TASK DESCRIPTION:
Wherever a line in the data below holds "door", copy that line.

DATA:
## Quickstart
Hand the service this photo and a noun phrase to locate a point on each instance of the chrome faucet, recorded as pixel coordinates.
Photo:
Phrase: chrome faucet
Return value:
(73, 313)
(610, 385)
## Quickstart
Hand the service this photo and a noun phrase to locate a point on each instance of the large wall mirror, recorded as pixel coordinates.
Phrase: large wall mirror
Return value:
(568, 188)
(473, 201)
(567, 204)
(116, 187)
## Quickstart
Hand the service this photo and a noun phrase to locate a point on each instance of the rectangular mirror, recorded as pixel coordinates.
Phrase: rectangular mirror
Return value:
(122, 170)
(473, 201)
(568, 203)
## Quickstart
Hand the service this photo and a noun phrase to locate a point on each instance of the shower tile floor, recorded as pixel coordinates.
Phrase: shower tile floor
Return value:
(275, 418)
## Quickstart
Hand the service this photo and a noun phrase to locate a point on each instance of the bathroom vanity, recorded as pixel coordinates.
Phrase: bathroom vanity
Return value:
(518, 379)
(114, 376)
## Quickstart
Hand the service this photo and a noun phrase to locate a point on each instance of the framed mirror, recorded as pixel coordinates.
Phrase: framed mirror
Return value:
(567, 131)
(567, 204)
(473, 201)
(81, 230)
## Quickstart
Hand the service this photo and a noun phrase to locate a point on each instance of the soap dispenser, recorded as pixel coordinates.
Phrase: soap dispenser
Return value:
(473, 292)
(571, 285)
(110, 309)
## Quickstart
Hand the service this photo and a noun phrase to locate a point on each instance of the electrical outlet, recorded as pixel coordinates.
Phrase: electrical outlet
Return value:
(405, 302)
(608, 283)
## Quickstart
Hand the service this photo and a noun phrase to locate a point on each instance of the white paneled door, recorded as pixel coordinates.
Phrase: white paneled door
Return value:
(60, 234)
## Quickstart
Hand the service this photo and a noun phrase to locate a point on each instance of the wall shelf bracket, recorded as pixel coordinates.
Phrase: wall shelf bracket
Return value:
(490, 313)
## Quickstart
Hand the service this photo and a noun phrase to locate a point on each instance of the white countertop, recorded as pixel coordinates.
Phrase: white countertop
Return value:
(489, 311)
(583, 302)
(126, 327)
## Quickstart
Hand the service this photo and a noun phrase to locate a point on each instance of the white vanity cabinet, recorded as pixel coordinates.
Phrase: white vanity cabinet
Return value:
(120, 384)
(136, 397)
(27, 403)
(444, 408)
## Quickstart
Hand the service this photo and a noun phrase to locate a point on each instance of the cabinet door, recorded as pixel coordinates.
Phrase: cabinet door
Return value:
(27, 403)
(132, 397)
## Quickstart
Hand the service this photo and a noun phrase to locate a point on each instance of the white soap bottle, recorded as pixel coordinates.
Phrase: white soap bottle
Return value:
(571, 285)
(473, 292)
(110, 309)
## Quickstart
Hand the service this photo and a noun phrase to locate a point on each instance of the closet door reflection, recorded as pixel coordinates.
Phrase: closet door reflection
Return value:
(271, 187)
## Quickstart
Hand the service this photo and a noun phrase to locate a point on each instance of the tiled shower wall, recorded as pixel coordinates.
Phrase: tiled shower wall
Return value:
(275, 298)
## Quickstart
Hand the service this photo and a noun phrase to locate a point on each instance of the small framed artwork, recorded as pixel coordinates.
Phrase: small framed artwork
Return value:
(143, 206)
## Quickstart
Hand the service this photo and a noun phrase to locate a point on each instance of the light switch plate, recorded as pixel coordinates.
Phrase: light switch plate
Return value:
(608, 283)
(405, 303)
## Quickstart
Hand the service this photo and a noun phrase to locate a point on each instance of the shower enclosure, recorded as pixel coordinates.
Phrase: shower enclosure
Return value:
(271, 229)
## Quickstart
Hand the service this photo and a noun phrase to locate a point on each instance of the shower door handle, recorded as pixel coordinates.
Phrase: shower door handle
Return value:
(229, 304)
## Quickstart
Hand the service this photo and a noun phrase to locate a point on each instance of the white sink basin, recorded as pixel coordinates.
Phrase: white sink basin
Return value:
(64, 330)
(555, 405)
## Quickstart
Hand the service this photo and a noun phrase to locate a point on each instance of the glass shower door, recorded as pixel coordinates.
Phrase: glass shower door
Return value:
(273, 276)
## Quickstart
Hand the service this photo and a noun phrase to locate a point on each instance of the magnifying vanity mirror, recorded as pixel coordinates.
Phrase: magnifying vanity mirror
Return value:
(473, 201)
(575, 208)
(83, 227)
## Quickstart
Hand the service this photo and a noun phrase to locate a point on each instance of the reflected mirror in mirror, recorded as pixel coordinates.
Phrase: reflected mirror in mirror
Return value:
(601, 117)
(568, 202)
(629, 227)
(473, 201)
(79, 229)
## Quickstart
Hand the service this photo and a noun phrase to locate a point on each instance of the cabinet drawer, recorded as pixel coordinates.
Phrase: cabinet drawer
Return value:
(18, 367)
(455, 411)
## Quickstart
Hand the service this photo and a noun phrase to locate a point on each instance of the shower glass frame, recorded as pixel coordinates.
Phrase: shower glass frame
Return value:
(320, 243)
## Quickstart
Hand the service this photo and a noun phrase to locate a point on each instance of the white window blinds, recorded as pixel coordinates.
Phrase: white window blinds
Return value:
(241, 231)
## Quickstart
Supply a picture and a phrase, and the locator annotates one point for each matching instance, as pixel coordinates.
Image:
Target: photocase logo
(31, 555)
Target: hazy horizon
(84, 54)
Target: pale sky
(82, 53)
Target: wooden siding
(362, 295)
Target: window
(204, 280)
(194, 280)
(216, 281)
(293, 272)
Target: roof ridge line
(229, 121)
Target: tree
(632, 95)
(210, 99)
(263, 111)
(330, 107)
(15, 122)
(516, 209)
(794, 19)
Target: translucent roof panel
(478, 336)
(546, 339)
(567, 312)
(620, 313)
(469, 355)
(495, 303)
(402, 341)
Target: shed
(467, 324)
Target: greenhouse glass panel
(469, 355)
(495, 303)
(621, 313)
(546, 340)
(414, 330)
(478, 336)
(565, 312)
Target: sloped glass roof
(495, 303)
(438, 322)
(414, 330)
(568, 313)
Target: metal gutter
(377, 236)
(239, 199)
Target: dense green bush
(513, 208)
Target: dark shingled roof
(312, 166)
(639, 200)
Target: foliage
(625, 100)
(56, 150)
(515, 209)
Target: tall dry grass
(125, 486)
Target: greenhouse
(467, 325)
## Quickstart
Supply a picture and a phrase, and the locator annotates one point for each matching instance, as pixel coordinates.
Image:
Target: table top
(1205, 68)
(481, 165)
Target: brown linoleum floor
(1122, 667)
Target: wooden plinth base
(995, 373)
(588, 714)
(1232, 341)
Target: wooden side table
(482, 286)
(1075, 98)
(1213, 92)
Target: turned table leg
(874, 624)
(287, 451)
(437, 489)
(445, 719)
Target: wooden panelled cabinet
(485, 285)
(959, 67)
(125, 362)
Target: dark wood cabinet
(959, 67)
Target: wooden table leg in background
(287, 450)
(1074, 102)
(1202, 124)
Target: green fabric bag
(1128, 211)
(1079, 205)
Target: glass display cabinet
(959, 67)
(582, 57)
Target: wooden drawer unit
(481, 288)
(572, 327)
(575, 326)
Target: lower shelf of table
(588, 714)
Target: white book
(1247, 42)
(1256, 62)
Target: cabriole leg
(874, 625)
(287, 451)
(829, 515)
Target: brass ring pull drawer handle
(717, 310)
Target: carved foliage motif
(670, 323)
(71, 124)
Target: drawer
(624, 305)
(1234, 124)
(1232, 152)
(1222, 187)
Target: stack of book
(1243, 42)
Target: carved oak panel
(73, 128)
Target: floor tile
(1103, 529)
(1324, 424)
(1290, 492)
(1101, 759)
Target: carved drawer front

SOLUTION FOR THIS PROBLEM:
Hand the service this photo and a noun phrase to locate a point on each instance of the white paneled door, recorded as pixel coordinates.
Phrase: white paneled door
Hand the service this photo and a noun phrase to locate a point on each instance of the cabinet door, recorded as pixel coordinates.
Phrase: cabinet door
Hand the service this photo and a noun phrase to locate a point on each instance of the closet door reflection, recorded as pixel coordinates.
Phrase: closet door reflection
Hand the service this photo and a noun phrase to locate a point on each instance of the shower door handle, recorded as pixel coordinates.
Phrase: shower door handle
Hand the service this photo and a noun phrase to locate a point on each instance of the glass shower door, recorded as pixel coordinates.
Phrase: glass shower door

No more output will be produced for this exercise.